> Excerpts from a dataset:
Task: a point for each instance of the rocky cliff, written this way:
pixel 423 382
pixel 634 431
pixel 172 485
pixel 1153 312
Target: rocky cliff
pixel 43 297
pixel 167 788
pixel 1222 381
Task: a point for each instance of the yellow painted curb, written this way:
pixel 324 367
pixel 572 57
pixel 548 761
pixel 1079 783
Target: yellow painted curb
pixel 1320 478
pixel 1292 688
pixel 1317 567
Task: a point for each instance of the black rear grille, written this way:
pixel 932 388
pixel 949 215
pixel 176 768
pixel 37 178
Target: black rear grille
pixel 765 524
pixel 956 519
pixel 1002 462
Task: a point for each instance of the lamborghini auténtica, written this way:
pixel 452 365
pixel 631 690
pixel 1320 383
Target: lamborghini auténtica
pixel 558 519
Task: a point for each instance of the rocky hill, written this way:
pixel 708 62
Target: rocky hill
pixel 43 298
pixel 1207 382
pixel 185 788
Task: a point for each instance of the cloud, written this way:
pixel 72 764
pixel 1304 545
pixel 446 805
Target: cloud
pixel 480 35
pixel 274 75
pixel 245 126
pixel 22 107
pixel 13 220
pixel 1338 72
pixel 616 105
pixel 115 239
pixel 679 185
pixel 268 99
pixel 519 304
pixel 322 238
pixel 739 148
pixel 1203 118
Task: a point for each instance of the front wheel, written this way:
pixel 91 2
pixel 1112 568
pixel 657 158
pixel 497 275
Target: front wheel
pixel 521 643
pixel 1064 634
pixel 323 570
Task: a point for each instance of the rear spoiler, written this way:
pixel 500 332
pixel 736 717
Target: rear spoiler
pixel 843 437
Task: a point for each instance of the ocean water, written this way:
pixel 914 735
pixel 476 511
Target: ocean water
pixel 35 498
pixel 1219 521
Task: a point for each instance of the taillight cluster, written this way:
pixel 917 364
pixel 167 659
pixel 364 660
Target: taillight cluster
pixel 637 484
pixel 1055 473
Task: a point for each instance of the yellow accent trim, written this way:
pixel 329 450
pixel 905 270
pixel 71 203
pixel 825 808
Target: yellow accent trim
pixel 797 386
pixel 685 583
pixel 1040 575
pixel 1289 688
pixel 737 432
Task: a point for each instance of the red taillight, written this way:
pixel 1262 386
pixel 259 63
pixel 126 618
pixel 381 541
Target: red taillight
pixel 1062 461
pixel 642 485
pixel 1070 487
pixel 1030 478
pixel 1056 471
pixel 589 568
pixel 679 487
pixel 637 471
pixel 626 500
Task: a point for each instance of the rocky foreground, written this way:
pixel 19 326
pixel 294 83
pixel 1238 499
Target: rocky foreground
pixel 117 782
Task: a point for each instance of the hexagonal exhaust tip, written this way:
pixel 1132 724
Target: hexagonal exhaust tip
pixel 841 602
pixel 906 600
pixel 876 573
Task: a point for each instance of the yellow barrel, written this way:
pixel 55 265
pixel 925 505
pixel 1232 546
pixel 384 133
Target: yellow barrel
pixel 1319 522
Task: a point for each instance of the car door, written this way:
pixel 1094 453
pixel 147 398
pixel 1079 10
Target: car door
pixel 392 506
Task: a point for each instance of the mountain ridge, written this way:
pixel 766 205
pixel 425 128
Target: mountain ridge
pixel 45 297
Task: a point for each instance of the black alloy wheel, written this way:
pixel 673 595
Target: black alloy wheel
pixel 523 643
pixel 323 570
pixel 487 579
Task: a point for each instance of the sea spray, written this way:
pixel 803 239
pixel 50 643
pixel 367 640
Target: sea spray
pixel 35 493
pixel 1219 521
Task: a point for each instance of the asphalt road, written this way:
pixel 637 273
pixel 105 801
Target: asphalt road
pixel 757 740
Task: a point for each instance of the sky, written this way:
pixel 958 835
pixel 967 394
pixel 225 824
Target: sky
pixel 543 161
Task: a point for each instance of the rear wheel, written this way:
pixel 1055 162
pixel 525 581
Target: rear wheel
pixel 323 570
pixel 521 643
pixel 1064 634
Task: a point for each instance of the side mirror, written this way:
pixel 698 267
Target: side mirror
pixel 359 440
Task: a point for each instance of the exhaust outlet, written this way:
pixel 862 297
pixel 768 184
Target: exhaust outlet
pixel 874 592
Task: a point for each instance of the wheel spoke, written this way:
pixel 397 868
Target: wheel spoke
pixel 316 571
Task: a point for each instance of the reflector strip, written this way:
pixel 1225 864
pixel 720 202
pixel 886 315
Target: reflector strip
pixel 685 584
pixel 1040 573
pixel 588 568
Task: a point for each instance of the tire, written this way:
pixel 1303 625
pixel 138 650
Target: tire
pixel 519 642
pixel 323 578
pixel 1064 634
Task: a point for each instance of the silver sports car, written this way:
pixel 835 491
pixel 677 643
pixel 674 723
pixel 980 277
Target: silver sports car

> Your assignment:
From the first line to the last, retype the data exactly.

> Response area:
Task: a point for each instance of the rocky cliff, written this way:
pixel 423 382
pixel 634 431
pixel 172 485
pixel 1153 312
Target: rocky cliff
pixel 43 297
pixel 167 788
pixel 1222 381
Task: a point for each instance of the yellow painted curb, written this way:
pixel 324 367
pixel 572 57
pixel 548 761
pixel 1079 783
Target: yellow painted curb
pixel 1320 478
pixel 1292 688
pixel 1317 567
Task: a point for each instance of the black rear grille, written this way:
pixel 932 388
pixel 949 215
pixel 176 768
pixel 37 178
Target: black rear grille
pixel 765 524
pixel 956 519
pixel 1002 462
Task: a point for each instance of the lamborghini auténtica, written this way:
pixel 452 365
pixel 631 690
pixel 1320 383
Target: lamborghini auténtica
pixel 558 519
Task: a point for each instance of the rocky hill, written this way:
pixel 708 62
Target: rocky hill
pixel 43 298
pixel 1207 382
pixel 185 788
Task: a point for each instance of the cloud, written this way:
pixel 72 764
pixel 1304 545
pixel 446 805
Target: cloud
pixel 480 35
pixel 274 75
pixel 245 126
pixel 22 107
pixel 13 220
pixel 1338 72
pixel 616 105
pixel 115 239
pixel 679 185
pixel 268 99
pixel 519 304
pixel 322 238
pixel 739 148
pixel 1203 118
Task: a point for each instance of the front wheel, written this way:
pixel 91 2
pixel 1112 568
pixel 657 158
pixel 497 275
Target: front wheel
pixel 521 643
pixel 1064 634
pixel 323 570
Task: a point for each instance of the rear spoiler, written this way:
pixel 500 332
pixel 736 717
Target: rear spoiler
pixel 843 437
Task: a point for each instance of the ocean water, written this way:
pixel 914 735
pixel 476 511
Target: ocean water
pixel 35 498
pixel 1219 521
Task: a point for each instance of the taillight cluster, written this way:
pixel 917 364
pixel 167 659
pixel 364 660
Target: taillight cluster
pixel 637 484
pixel 1055 473
Task: a point for each instance of the yellow accent trim, written this way:
pixel 329 450
pixel 905 270
pixel 71 203
pixel 825 808
Target: yellow accent trim
pixel 797 386
pixel 685 583
pixel 1040 575
pixel 1289 688
pixel 737 432
Task: a point for each instance of the red taillight, written this way:
pixel 1262 386
pixel 259 63
pixel 126 618
pixel 381 541
Target: red taillight
pixel 1062 461
pixel 642 485
pixel 1070 487
pixel 1030 478
pixel 1056 471
pixel 589 568
pixel 679 487
pixel 637 471
pixel 626 500
Task: a point for each instance of the rocky foreground, written this way:
pixel 19 326
pixel 294 83
pixel 1238 499
Target: rocky foreground
pixel 117 782
Task: a point for each instance of the hexagonal exhaust tip, written this way:
pixel 1132 724
Target: hexagonal exhaust tip
pixel 841 602
pixel 906 600
pixel 876 573
Task: a point for each instance of the yellow barrel, written this way:
pixel 55 265
pixel 925 505
pixel 1232 546
pixel 384 133
Target: yellow barrel
pixel 1319 522
Task: a point for each instance of the car door, written this way:
pixel 1094 453
pixel 147 398
pixel 1079 10
Target: car door
pixel 392 506
Task: a point for each instance of the mountain ridge, written this way:
pixel 766 205
pixel 425 128
Target: mountain ridge
pixel 45 297
Task: a point for each instance of the black alloy wheel, written this way:
pixel 673 595
Target: black alloy wheel
pixel 523 643
pixel 323 570
pixel 487 579
Task: a point for each instance of the sea spray, written this way:
pixel 803 239
pixel 50 643
pixel 367 640
Target: sea spray
pixel 35 493
pixel 1219 521
Task: a point for each instance of the asphalt road, written this way:
pixel 637 273
pixel 105 801
Target: asphalt road
pixel 757 740
Task: a point for each instance of the sky, written this way:
pixel 958 835
pixel 967 394
pixel 225 824
Target: sky
pixel 543 161
Task: a point for each instance of the rear wheel, written this way:
pixel 1055 162
pixel 525 581
Target: rear wheel
pixel 323 570
pixel 521 643
pixel 1064 634
Task: a point for each instance of the side mirror, written this way:
pixel 698 267
Target: side mirror
pixel 359 440
Task: a point for each instance of the exhaust outlet, written this way:
pixel 862 297
pixel 768 184
Target: exhaust outlet
pixel 874 592
Task: a point for each instance of the wheel spoke, written this way:
pixel 397 868
Target: wheel spoke
pixel 316 571
Task: a point for each instance of the reflector strip, written this way:
pixel 1225 864
pixel 720 202
pixel 886 315
Target: reflector strip
pixel 685 584
pixel 1040 573
pixel 588 568
Task: a point for each instance of the tire, written this way:
pixel 1303 625
pixel 138 650
Target: tire
pixel 519 642
pixel 323 578
pixel 1064 634
Task: a point for each instance of the silver sports car, written this way:
pixel 835 491
pixel 677 643
pixel 674 723
pixel 980 277
Target: silver sports car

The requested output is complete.